◆ **EXERCISE INSTRUCTIONS**: Rewrite the items below with each "region" changed to "area", leaving everything else the same.

◆ **DATA FOR THIS TASK**:
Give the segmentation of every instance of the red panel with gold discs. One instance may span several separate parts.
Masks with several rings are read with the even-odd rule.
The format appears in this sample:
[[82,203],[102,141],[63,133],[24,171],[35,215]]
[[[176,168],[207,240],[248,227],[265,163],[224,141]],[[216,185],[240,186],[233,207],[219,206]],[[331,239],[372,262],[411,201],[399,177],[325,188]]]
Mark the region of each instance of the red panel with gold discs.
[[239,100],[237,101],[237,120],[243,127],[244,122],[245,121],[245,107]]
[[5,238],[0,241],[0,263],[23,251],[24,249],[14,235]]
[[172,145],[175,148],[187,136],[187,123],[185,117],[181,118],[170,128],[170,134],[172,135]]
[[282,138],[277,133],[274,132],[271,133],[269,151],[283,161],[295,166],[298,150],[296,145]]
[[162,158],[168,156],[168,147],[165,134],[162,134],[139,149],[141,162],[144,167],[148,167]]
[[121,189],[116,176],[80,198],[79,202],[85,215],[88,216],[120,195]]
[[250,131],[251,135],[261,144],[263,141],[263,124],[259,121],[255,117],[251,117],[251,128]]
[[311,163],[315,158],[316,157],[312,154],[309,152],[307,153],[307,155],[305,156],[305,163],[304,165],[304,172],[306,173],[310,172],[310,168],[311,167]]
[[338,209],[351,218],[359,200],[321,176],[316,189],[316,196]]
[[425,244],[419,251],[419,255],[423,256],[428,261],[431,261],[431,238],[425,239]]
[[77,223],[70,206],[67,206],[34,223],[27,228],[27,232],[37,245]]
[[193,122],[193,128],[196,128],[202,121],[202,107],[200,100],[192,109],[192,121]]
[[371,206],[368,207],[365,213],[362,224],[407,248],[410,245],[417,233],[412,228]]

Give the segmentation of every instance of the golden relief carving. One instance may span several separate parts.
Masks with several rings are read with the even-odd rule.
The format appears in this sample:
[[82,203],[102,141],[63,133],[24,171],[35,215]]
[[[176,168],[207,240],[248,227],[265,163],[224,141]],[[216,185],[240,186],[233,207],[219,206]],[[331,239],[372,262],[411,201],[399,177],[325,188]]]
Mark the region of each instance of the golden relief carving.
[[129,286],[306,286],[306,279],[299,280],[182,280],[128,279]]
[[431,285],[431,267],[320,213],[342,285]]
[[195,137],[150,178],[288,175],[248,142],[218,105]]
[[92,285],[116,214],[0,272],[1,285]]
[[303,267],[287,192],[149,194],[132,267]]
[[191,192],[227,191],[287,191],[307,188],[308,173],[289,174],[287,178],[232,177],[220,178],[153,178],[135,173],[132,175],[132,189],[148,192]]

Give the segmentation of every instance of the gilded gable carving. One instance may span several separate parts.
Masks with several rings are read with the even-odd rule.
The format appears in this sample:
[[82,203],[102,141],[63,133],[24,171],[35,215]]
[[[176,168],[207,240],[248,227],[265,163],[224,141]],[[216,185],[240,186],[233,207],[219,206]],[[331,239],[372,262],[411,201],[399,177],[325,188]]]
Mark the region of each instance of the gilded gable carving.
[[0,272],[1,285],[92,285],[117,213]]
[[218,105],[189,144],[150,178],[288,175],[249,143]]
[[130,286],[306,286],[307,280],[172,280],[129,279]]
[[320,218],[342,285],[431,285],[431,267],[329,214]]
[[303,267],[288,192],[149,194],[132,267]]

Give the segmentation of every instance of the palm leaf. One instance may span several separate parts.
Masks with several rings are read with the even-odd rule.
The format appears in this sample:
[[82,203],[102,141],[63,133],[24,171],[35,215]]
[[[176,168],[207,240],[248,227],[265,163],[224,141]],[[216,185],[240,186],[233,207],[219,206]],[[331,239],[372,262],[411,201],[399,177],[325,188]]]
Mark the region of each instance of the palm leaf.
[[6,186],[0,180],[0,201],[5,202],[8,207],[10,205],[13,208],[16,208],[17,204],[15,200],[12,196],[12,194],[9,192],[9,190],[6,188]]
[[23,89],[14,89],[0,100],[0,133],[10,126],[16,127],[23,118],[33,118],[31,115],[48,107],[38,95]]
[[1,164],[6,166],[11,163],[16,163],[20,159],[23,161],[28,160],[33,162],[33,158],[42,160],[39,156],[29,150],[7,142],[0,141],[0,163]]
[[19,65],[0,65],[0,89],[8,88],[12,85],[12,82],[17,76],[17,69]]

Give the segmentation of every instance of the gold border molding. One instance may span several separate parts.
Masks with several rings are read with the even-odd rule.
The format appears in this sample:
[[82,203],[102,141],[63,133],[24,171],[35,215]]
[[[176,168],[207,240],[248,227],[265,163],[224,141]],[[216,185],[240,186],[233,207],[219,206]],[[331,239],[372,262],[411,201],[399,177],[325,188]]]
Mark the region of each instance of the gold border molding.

◆ **ANSWER TO THE PROBLEM**:
Give the segmentation of every instance of the red panel with gold discs. One instance may span several separate parts.
Masks with several rings are read with the even-odd rule.
The format appears in this sample:
[[82,203],[102,141],[63,133],[24,171],[35,215]]
[[[176,168],[207,240],[248,227],[265,163],[224,141]],[[216,185],[240,186],[233,207],[219,206]],[[331,239],[372,262],[411,201],[399,177],[325,188]]]
Mark the area of each instance of the red panel with gold discs.
[[239,100],[237,101],[237,120],[243,127],[244,122],[245,121],[245,107]]
[[5,238],[0,241],[0,263],[23,251],[24,249],[14,235]]
[[172,145],[175,148],[187,136],[187,123],[185,117],[181,118],[170,128],[170,134],[172,135]]
[[282,138],[277,133],[274,132],[271,133],[269,151],[283,161],[295,166],[298,150],[296,145]]
[[162,158],[168,156],[168,147],[165,134],[162,134],[139,149],[141,162],[144,167],[148,167]]
[[121,189],[116,176],[80,198],[79,202],[85,215],[88,216],[120,195]]
[[250,131],[251,135],[261,144],[263,141],[263,124],[259,121],[255,117],[251,117],[251,128]]
[[311,163],[315,158],[316,157],[312,154],[309,152],[307,153],[307,155],[305,156],[305,163],[304,165],[304,172],[306,173],[310,172],[310,168],[311,167]]
[[338,209],[351,218],[359,200],[321,176],[316,189],[316,196]]
[[425,244],[419,251],[419,255],[423,256],[428,261],[431,261],[431,238],[425,239]]
[[77,223],[70,206],[67,206],[34,223],[27,228],[27,232],[37,245]]
[[193,122],[193,128],[196,128],[202,121],[202,107],[200,100],[192,109],[192,121]]
[[371,206],[368,207],[365,213],[362,224],[407,248],[410,245],[417,233],[412,228]]

Give the segmentation of every instance of the golden relief carving. One instance may span several separate parts.
Masks with several rings are read with the even-odd rule.
The format appears in this sample:
[[82,203],[102,141],[63,133],[24,171],[35,215]]
[[[176,168],[207,240],[248,227],[265,163],[224,141]],[[216,185],[240,186],[233,207],[219,206]],[[331,239],[372,262],[411,201],[399,177],[325,188]]]
Mark the area of each instance of the golden relief carving.
[[129,286],[306,286],[306,279],[299,280],[182,280],[128,279]]
[[431,285],[431,267],[320,213],[342,285]]
[[195,137],[150,178],[288,175],[248,142],[218,105]]
[[92,285],[116,214],[0,272],[1,285]]
[[303,267],[287,192],[149,194],[132,267]]
[[191,192],[227,191],[287,191],[307,188],[308,173],[289,174],[287,178],[232,177],[220,178],[153,178],[135,173],[132,175],[132,189],[148,192]]

Give the segmentation of every instance of the gilded gable carving. One instance may span several separate parts.
Masks with several rings are read with the even-odd rule.
The format appears in this sample:
[[82,203],[102,141],[63,133],[24,171],[35,215]]
[[[176,168],[207,240],[248,227],[265,163],[224,141]],[[216,185],[240,186],[233,207],[219,206]],[[331,239],[372,262],[411,201],[399,177],[325,188]]]
Mark the area of each instance of the gilded gable carving.
[[0,272],[1,285],[92,285],[117,213]]
[[218,105],[189,144],[150,178],[288,175],[249,143]]
[[130,286],[306,286],[307,280],[172,280],[129,279]]
[[320,218],[342,285],[431,285],[431,267],[329,214]]
[[303,267],[288,192],[149,194],[132,267]]

Give the segmentation of every instance of the palm leaf. One instance may span several separate parts.
Masks with several rings are read with the even-odd rule.
The format appears in this sample:
[[82,203],[102,141],[63,133],[24,171],[35,215]]
[[[176,168],[207,240],[248,227],[265,163],[224,141]],[[216,185],[240,186],[233,207],[219,206]],[[331,239],[372,262],[411,201],[399,177],[325,188]]]
Mark the area of each instance of the palm leaf.
[[6,186],[0,180],[0,201],[5,202],[8,207],[10,205],[13,208],[16,208],[17,204],[15,200],[12,196],[12,194],[9,192],[9,190],[6,188]]
[[23,89],[14,89],[0,100],[0,133],[10,126],[16,127],[23,118],[33,118],[31,115],[48,107],[38,95]]
[[1,164],[6,166],[11,163],[16,163],[20,159],[23,161],[28,160],[33,162],[33,158],[42,160],[39,156],[29,150],[7,142],[0,141],[0,163]]
[[19,65],[0,65],[0,89],[8,88],[12,85],[12,82],[17,76],[17,69]]

Give the segmentation of every instance of the gold border molding. One instance may span several separate parts.
Masks with several rings are read with the even-odd rule.
The format appears in this sample:
[[82,203],[102,141],[63,133],[24,171],[35,215]]
[[[176,168],[207,240],[248,227],[265,163],[224,141]],[[216,185],[240,186],[233,207],[219,206]],[[331,239],[372,262],[411,201],[399,177],[325,188]]]
Mark the area of each instance of the gold border molding.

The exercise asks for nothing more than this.